» TASK STATEMENT
Your copy should hold only the lines from the one containing "Reviewer check: each instance of the green" through the final line of the entries, exactly as written, with no pictures.

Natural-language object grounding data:

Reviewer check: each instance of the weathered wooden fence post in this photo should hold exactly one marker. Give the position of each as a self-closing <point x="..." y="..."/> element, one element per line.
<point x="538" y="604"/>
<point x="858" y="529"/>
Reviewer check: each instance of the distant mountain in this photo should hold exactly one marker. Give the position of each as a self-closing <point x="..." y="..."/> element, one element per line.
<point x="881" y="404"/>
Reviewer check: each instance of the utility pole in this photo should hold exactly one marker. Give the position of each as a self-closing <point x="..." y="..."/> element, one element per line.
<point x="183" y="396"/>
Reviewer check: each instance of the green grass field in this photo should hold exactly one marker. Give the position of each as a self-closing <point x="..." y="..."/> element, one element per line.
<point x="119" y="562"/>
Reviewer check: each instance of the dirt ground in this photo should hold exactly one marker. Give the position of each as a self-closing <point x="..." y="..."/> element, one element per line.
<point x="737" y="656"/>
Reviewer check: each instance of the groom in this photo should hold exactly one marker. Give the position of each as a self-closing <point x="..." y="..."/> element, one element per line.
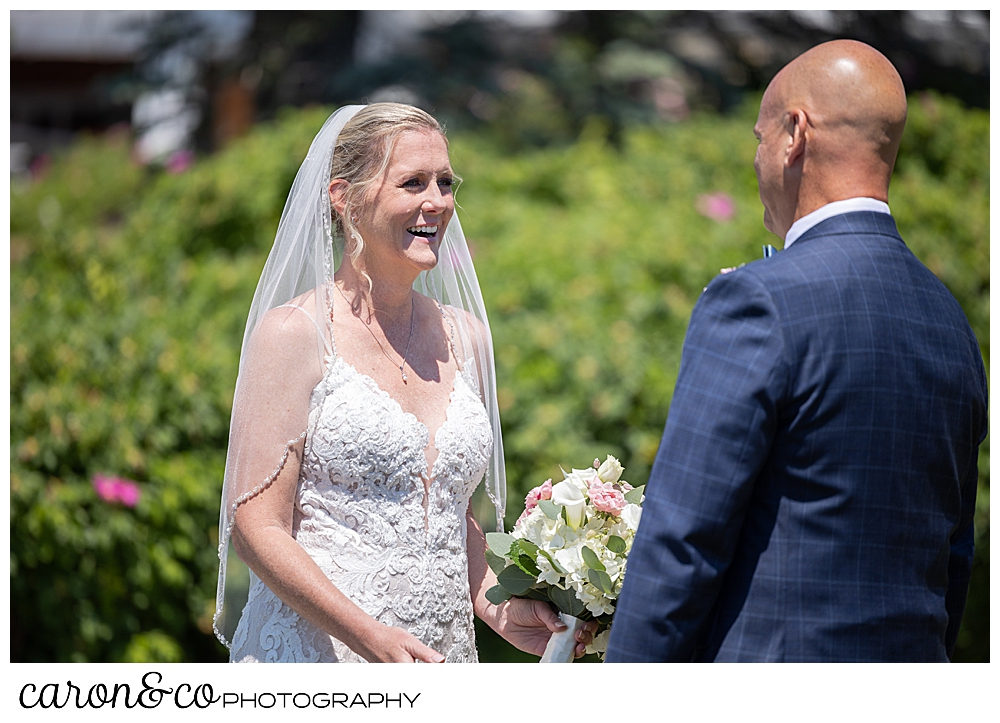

» WRITTEN RESPONSE
Reviewer check: each instance of the green grass field in this photo should hold exactly one marker. Give the position of each as a self-closing <point x="..." y="..."/> element, one element per line.
<point x="119" y="562"/>
Reviewer check: each instance of the dirt ground in this photo should hold exactly one marker. Give the position of each as a self-closing <point x="..." y="..."/> element, one element per line.
<point x="737" y="656"/>
Reviewer check: each instance of the groom in this photo should hold exactly one marker. Give the position of each as a self-closing <point x="..." y="..."/> element, one element per line.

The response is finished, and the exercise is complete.